[Task prompt] Images do not belong in the copy. Retype the entries exactly.

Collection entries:
——

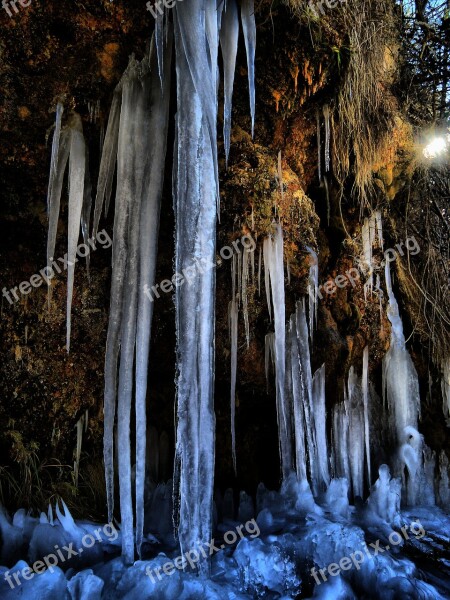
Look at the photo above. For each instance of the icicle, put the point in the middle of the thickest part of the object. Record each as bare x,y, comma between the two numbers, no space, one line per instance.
54,196
354,407
379,225
148,250
319,146
229,34
259,271
365,388
320,425
245,261
401,388
275,263
326,114
298,397
313,289
55,144
249,29
195,193
77,165
445,385
269,355
266,250
108,160
234,339
86,211
280,177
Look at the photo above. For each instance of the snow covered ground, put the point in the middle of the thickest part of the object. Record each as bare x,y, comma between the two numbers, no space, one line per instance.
294,548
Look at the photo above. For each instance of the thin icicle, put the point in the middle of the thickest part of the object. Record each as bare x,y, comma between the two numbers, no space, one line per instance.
326,115
319,146
266,250
320,426
55,146
86,212
313,291
234,340
280,177
229,34
259,271
108,160
365,389
77,165
269,343
298,394
244,294
54,197
249,30
275,261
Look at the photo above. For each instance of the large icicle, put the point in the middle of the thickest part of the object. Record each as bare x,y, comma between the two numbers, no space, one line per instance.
274,256
77,165
149,227
249,29
229,34
195,193
354,407
401,387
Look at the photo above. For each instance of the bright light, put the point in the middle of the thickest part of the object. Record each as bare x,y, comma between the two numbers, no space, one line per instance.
435,147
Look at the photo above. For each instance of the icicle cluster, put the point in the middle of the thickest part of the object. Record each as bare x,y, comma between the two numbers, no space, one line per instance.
401,389
199,25
136,139
68,147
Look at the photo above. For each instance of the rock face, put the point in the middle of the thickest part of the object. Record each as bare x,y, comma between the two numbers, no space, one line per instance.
75,53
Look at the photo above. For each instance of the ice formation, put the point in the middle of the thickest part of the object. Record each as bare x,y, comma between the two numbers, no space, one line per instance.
401,389
139,108
68,147
274,268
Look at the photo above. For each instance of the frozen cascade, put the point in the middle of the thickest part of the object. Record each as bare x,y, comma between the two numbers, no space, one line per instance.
143,109
148,249
195,177
273,257
401,389
354,408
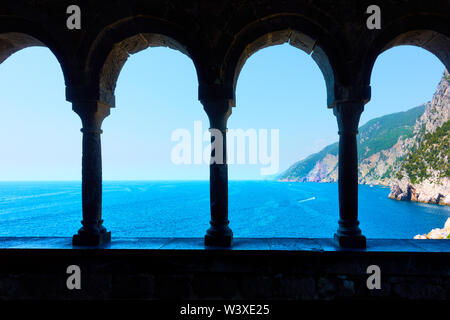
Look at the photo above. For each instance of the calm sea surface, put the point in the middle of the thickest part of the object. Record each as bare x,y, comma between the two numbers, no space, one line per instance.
181,209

——

[Output of the task]
Look at the photo above. For each instance of the icicle, put the point in the middle of the thickest part of the object. Record each as bare x,y, comma between the two numbers, no space, one line per instance.
54,196
354,407
379,225
148,250
319,146
229,34
259,271
365,388
320,425
245,261
401,388
275,263
326,114
298,397
313,289
55,144
249,29
195,193
77,165
445,385
269,355
266,250
108,160
234,339
86,211
280,177
Look at the photo above. For each instance of the snow covered ground, put the point in the middle of the thickest part of the object. Record each as bare x,y, comma between the two numbers, no space, one line per instance.
294,548
Look at the photo above. For each instance of the thin icicle, put the point in the middle of the thickest part of the object. Record each as bare x,y, comma between the two numbers, no space, one line per instance.
326,115
319,146
266,250
320,426
55,146
86,212
313,291
234,340
280,177
229,34
259,271
108,160
365,389
77,165
269,343
298,394
244,294
54,197
249,30
275,261
Look at the photo above. For each instance of the large icicle, put the point in the middle of the thickest part of the object. Record each as bare x,y, comma between the two numbers, no space, one line per instance.
274,256
77,165
149,227
249,29
229,34
195,193
354,407
401,387
Look at the photo above. For each instance of the bright light, put the point in the middle of the thickest part of the object. Record each as bare x,y, comma between the two numbers, no space, one line per instance.
435,147
Look at the photo above. For each instance of the icicle cluster, put the point in the middle of the thickest part of the object. Record each as bare x,y, comma between the two numbers, no space, one line per instance.
401,389
199,25
136,139
68,147
Look at the photo above. For each instance of the rock face, put the point in the middle of the thickest part of the object. Record each as bare x,y, comma between the two numbers, no space, one line per instance.
75,53
Look at the photo above. For each instance of the ice formation, put the point in the middle of the thickest part of the object. Record each as bare x,y, comma between the two numbers, no space, one line per instance.
401,389
139,108
68,147
274,268
Look at the photo above. For each instance of the frozen cascade, put the point in the middle of the thickest part of the object. Record each as bare x,y, comma between the two numbers, no space, one line per instance.
143,109
148,249
195,177
273,257
401,389
354,408
Look at the photo above. For each instance of the calm sea surface, put the point in the middle of the thickest part of the object. Record each as bare x,y, comma between the two numbers, no space, one line per instance.
181,209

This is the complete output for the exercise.